_Texto seleccionado_.
================
Las revoluciones políticas de finales del siglo XVIII y principios del siguiente trajeron reveladoras contribuciones para la resignificación social de los conceptos de tiempo y, aparentemente en menor medida, también de espacio. En el mundo iberoamericano, no se trató de un hecho abrupto, repentino; tampoco demostró ser una simple adopción de innovaciones intelectuales gestadas y definidas en otros lugares. Lo que sí se observa en los mundos portugueses e hispánicos desde los años 1808/1810 es un conjunto de situaciones políticas y sociales complejas, multifacéticas y con una fecha de inicio bastante imprecisa, sobre las cuales parece establecerse una convergencia, no solo imperial, sino transimperial ibérica: nuevos tiempos y nuevos espacios se vuelven cada vez más plausibles en el horizonte de expectativas de sociedades cada vez más políticamente actuantes (Fernández 2009). En pocas palabras: se crearon las condiciones para una nueva ruptura espacio-temporal en los imperios ibéricos.
Ya sea en lo que se refiere a generalizaciones o a procesos y contextos específicos de los imperios ibéricos, el panorama que hemos presentado hasta ahora está lejos de ser una descripción completa. En todo caso, percibimos en él buenos ejemplos de situaciones históricas concretas que deben tenerse en cuenta a la hora de optimizar dicha periodización, o incluso en la construcción de una nueva. Resulta posible ahora detallar tales factores —aunque sin agotarlos—, destacando en qué medida han condicionado y materializado a esos espacio-tiempos de los imperios ibéricos.
================
_Datos mostrados_.
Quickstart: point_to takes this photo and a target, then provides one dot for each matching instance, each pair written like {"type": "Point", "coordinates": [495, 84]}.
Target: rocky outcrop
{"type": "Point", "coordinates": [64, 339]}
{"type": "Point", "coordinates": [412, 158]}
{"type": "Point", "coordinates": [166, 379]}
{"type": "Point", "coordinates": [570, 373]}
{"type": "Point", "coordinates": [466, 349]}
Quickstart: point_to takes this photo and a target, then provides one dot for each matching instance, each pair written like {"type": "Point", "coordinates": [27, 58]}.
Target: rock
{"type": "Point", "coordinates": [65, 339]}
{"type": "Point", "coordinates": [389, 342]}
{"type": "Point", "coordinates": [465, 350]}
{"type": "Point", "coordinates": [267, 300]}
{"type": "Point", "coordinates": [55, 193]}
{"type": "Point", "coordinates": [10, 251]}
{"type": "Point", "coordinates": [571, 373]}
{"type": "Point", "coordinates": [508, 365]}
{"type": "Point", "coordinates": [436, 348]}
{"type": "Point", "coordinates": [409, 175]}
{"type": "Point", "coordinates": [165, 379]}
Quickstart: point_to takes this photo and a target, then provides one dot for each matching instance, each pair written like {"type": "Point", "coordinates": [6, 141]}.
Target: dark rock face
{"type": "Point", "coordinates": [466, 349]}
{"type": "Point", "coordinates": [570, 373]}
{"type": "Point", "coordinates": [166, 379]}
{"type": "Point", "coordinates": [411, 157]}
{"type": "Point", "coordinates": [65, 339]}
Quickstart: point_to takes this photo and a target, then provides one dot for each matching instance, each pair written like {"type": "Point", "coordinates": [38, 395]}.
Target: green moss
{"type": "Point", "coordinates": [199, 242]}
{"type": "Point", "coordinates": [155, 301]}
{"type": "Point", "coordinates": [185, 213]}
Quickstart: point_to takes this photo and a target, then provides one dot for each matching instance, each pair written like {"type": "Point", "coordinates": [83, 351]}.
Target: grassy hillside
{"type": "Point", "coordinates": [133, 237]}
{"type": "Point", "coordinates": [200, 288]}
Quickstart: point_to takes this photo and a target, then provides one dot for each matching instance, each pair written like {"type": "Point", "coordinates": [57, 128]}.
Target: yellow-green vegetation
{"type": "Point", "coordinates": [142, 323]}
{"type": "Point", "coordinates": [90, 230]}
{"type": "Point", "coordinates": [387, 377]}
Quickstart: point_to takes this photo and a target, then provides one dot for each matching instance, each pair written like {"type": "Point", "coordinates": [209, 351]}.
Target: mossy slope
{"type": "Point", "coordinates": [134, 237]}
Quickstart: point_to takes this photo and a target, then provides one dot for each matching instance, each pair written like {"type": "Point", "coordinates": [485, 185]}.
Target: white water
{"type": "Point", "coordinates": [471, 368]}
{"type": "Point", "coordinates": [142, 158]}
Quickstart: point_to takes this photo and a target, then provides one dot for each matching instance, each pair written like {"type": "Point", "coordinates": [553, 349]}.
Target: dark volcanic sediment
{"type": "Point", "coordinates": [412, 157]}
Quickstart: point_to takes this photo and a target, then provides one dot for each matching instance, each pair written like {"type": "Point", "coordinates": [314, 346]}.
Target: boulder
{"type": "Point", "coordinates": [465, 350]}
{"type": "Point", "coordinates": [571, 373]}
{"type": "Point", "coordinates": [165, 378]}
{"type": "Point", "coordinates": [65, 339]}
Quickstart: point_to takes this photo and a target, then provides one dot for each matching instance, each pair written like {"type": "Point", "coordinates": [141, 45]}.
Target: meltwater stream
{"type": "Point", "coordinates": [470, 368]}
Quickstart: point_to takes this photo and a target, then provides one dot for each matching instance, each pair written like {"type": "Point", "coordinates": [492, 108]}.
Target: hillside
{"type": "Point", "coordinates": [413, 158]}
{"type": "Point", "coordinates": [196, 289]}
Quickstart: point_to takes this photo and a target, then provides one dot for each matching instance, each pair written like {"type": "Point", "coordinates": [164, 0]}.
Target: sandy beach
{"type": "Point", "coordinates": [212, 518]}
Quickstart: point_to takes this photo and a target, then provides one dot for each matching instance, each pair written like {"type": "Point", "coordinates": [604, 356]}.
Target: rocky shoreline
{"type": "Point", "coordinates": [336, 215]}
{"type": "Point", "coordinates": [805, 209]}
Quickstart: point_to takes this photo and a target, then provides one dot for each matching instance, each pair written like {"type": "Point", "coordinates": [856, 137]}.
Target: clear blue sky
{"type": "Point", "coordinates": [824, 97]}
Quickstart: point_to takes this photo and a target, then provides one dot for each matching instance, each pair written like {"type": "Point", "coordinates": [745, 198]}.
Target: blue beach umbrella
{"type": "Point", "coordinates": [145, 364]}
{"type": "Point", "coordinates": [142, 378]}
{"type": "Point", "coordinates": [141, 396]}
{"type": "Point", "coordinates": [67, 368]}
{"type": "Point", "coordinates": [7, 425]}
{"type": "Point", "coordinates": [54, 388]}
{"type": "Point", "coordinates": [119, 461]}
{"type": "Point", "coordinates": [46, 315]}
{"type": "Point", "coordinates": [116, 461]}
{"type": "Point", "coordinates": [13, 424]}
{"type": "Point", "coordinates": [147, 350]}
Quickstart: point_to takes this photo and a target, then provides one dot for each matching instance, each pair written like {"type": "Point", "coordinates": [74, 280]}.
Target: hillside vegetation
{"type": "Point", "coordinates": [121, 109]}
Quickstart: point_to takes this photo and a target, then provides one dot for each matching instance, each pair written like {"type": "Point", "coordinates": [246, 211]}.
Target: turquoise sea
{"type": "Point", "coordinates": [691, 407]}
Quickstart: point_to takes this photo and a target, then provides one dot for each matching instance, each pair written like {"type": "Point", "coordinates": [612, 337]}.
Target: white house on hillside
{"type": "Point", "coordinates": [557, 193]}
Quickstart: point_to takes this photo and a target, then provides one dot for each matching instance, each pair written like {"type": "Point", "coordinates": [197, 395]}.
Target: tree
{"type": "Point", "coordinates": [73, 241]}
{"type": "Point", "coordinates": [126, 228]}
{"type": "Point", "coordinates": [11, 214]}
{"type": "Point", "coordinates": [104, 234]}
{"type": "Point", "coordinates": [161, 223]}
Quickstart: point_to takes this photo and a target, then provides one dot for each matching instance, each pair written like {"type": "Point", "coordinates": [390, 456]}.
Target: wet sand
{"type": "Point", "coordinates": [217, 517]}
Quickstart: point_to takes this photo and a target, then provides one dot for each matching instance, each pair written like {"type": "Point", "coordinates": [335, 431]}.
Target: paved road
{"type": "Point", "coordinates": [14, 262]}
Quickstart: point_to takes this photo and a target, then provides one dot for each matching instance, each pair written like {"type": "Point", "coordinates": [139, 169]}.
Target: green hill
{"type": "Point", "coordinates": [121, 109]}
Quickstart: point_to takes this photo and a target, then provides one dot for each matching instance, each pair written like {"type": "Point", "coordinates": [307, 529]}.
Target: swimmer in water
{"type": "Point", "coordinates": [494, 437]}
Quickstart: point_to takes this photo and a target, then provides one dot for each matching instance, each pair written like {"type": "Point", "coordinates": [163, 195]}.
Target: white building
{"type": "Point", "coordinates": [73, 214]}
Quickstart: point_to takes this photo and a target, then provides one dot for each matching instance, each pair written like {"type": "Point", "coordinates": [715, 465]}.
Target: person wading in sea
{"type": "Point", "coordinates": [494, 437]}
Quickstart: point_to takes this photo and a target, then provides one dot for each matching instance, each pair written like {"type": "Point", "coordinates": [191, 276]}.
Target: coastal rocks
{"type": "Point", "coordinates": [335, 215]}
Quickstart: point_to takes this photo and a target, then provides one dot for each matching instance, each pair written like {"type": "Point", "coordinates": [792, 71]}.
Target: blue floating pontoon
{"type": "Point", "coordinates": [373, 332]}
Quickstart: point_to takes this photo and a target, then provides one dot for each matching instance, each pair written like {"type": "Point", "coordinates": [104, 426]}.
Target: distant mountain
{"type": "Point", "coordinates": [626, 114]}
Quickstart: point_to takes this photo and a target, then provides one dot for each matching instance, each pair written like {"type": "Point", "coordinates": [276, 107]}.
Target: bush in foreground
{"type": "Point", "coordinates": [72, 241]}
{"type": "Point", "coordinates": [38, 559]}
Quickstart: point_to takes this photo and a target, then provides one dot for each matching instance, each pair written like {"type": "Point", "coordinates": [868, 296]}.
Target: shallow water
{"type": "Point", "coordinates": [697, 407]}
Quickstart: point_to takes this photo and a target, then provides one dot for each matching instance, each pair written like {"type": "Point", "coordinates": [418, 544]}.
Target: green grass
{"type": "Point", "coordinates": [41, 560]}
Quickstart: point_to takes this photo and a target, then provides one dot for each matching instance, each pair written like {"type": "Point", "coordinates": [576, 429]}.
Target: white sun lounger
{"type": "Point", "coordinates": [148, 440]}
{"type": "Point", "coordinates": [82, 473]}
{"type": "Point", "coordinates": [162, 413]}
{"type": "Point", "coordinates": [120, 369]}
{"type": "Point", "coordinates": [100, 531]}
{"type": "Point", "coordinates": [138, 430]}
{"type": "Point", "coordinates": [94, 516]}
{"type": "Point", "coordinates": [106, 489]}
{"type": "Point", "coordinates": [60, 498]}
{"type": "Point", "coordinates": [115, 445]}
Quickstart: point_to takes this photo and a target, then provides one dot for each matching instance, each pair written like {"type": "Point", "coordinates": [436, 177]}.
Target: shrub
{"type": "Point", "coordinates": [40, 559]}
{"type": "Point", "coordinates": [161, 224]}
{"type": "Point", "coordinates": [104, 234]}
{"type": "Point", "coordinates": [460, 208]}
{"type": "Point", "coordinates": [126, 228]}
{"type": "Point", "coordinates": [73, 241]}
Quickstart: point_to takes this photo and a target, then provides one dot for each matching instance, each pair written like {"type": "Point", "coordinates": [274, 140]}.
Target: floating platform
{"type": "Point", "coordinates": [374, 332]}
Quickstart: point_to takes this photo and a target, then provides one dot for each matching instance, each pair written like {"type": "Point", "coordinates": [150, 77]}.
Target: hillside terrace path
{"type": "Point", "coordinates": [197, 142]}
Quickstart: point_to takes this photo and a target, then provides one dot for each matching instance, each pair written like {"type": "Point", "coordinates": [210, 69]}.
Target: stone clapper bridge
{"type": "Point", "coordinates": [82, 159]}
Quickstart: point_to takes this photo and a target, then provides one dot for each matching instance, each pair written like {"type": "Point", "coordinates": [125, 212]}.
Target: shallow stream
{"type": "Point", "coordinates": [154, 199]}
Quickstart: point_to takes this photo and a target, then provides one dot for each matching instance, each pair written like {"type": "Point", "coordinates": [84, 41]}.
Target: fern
================
_Enunciado_. Por favor, reproduce sin cambios el pasaje del texto sobre los imperios ibéricos que va entre "Ya sea en lo" y "de los imperios ibéricos.", ambos incluidos.

_Respuesta escrita_.
Ya sea en lo que se refiere a generalizaciones o a procesos y contextos específicos de los imperios ibéricos, el panorama que hemos presentado hasta ahora está lejos de ser una descripción completa. En todo caso, percibimos en él buenos ejemplos de situaciones históricas concretas que deben tenerse en cuenta a la hora de optimizar dicha periodización, o incluso en la construcción de una nueva. Resulta posible ahora detallar tales factores —aunque sin agotarlos—, destacando en qué medida han condicionado y materializado a esos espacio-tiempos de los imperios ibéricos.